Small Notebook #117

Small Notebook #117 is an unassuming pocket notebook small enough to be carried everywhere – which I do. It succeeded Small Notebook #116 and a long line of Small Notebooks stretching back across time to Small Notebook #1. When it is retired, it will take its rightful place on top of a distinguished stack of Small Notebooks that has accompanied me most of my adult life and which are piled in a lonely corner of my apartment where the past resides.

Judging by the looks of it, Small Notebook #117 hasn’t had an easy life. It has been crushed, bent, torn. It became discolored when this week’s rains seeped through my parka and mixed with ink along the edges creating Rorschack stains that obscure and replace the original scribblings.

+---+

ACTIONS TO TAKE:
**1.** In the Small Notebook #117 text, duplicate the passage starting with "Judging by the" and going on through "the original scribblings.".
**2.** According to the Small Notebook #117 text, which notebook did Small Notebook #117 succeed?
**3.** Rewrite the paragraph of the Small Notebook #117 text that begins "Judging by the looks of it" more briefly, keeping its main facts.

SUPPLIED RECORDS:
+---+

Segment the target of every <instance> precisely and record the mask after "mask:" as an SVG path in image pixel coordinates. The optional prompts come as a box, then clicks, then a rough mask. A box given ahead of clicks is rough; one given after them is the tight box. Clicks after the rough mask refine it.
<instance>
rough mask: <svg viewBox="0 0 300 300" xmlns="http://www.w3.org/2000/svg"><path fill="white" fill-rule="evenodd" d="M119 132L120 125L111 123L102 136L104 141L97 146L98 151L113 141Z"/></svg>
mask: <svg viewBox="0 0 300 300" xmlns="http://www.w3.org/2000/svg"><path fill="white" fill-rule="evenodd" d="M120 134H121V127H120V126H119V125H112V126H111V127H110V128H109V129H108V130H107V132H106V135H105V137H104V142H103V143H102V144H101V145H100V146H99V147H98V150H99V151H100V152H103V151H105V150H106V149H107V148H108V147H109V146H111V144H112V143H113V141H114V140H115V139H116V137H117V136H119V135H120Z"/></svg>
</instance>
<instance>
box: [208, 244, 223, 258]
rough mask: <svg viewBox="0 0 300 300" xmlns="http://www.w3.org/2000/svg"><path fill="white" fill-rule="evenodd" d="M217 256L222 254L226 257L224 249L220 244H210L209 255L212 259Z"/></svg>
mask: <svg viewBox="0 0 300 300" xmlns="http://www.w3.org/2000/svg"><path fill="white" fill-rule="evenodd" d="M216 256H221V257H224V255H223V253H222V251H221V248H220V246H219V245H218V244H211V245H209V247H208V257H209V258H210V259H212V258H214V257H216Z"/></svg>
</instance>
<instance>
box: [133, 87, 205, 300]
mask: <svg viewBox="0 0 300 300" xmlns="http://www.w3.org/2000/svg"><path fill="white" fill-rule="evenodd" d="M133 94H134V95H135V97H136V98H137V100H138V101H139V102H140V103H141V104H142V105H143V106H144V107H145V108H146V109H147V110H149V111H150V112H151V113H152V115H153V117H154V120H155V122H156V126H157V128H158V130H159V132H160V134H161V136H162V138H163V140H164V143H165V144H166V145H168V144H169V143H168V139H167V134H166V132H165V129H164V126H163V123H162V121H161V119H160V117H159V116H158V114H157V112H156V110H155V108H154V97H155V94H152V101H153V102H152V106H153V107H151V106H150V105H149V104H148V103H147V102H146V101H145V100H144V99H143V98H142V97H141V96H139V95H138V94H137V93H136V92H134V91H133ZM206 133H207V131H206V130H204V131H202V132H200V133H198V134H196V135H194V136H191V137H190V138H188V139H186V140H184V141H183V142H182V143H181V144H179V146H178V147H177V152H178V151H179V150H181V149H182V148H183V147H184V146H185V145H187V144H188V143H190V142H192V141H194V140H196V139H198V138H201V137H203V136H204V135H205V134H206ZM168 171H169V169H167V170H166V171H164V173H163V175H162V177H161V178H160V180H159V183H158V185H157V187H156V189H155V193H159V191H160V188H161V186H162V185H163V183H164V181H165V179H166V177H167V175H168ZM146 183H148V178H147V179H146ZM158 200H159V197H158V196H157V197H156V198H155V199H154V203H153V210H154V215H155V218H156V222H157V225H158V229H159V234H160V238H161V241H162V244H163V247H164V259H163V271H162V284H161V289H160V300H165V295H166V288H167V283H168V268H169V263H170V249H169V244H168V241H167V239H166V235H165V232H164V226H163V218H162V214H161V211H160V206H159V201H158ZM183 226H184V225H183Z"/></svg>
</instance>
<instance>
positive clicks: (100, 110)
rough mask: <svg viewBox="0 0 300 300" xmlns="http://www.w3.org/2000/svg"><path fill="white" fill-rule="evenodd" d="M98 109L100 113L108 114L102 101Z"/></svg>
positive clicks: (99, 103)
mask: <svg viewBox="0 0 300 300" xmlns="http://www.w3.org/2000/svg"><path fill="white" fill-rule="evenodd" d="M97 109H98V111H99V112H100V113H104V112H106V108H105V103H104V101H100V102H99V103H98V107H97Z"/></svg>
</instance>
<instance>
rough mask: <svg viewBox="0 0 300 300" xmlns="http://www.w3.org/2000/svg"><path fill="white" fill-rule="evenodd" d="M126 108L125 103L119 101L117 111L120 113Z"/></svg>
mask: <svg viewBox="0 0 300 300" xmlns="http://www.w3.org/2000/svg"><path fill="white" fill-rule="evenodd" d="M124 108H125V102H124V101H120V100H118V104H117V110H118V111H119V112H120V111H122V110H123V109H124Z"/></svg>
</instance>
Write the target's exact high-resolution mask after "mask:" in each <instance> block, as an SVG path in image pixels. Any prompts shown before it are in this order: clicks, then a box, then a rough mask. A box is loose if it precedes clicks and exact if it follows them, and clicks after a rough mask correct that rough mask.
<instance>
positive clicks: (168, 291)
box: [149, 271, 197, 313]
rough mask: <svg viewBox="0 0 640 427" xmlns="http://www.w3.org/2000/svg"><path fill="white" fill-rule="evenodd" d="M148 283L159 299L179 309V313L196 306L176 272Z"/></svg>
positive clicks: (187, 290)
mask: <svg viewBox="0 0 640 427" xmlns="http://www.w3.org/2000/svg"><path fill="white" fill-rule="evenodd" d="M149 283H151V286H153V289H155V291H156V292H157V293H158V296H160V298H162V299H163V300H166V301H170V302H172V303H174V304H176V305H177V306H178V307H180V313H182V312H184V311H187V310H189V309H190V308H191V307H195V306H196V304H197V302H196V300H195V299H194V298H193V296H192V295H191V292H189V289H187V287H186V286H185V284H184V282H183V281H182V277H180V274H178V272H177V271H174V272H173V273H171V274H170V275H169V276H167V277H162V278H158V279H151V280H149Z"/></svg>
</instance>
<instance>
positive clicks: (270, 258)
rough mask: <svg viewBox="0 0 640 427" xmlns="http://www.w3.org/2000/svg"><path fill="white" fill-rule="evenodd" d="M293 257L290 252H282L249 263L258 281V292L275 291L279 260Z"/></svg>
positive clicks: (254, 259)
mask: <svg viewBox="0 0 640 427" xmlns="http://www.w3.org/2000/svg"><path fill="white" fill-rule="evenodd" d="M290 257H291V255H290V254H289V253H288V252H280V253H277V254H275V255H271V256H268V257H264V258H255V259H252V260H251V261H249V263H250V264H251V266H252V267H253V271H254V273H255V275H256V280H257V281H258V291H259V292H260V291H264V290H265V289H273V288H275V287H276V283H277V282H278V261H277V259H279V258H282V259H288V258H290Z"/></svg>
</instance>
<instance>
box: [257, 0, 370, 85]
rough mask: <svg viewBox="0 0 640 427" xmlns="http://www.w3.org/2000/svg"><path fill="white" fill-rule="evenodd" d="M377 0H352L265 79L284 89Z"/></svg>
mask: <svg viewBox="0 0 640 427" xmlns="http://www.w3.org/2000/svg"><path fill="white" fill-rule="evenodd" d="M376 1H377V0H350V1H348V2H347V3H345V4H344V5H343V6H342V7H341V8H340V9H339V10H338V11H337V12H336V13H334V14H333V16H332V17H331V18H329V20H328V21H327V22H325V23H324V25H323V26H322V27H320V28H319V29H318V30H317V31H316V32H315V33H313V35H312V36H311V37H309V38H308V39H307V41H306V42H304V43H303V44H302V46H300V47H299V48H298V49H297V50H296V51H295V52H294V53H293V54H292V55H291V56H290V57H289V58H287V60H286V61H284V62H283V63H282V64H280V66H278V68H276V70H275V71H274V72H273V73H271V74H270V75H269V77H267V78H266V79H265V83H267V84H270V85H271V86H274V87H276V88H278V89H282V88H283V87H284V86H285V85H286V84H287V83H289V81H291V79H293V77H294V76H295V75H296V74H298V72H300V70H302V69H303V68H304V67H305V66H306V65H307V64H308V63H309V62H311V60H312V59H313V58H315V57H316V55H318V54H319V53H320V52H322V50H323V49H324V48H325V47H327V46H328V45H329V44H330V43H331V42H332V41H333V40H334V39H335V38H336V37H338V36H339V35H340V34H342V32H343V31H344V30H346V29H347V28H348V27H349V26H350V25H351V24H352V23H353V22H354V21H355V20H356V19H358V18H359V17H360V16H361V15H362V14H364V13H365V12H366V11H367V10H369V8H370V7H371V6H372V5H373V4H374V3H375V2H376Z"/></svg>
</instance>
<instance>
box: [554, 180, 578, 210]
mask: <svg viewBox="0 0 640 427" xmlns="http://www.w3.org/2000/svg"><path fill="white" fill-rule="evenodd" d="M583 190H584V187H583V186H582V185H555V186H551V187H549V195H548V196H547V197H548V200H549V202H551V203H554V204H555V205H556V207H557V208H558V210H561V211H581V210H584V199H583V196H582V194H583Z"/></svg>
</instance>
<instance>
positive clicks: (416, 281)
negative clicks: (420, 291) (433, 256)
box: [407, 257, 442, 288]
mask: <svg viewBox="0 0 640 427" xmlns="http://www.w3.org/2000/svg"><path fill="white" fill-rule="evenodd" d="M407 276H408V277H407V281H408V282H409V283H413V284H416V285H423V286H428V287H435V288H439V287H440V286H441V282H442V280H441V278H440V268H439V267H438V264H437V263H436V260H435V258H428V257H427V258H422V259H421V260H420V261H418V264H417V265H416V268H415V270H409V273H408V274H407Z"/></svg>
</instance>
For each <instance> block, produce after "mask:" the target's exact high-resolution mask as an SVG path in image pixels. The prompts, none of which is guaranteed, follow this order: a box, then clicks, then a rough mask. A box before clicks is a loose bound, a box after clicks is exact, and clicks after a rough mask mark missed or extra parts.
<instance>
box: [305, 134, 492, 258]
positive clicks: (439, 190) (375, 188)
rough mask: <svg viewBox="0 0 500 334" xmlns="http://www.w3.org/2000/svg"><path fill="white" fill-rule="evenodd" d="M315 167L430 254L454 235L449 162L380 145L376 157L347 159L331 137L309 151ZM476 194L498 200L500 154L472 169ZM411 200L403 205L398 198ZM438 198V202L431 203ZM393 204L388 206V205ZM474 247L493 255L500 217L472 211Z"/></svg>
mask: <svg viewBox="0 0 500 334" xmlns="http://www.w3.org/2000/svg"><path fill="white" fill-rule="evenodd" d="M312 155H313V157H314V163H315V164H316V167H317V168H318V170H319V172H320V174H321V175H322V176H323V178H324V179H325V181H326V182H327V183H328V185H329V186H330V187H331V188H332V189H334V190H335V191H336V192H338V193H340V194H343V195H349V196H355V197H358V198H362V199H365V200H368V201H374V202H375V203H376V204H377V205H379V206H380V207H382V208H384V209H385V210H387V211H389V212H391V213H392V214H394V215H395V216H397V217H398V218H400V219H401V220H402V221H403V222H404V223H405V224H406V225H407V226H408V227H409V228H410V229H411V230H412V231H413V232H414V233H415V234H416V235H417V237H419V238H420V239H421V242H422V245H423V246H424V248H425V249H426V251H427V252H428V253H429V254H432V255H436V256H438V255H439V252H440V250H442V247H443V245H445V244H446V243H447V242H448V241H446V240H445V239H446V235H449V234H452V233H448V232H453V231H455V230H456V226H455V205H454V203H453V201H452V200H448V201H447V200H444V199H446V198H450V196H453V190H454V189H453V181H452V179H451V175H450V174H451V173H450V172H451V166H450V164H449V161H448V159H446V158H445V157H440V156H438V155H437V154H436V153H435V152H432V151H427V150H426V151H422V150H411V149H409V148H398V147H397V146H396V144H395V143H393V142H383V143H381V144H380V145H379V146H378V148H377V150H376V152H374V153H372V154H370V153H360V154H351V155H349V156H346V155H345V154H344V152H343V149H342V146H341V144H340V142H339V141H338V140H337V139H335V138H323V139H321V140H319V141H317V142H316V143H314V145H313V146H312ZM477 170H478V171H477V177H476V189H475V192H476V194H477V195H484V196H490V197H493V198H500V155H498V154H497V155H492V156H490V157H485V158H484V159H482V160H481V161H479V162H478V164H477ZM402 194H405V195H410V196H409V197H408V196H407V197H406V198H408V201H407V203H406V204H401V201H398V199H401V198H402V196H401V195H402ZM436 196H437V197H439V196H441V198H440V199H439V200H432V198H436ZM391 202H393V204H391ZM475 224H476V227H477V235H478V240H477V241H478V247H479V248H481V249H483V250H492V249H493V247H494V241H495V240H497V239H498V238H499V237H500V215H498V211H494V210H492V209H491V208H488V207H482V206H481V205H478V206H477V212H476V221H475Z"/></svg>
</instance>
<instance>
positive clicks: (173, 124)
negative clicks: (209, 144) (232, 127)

+---+

RESULTS OF THE EXERCISE:
**1.**
Judging by the looks of it, Small Notebook #117 hasn’t had an easy life. It has been crushed, bent, torn. It became discolored when this week’s rains seeped through my parka and mixed with ink along the edges creating Rorschack stains that obscure and replace the original scribblings.

**2.** Small Notebook #116.

**3.** Small Notebook #117 has had a hard life. It has been crushed, bent and torn. This week's rains seeped through the owner's parka and mixed with the ink along its edges, leaving stains that obscure and replace the original scribblings.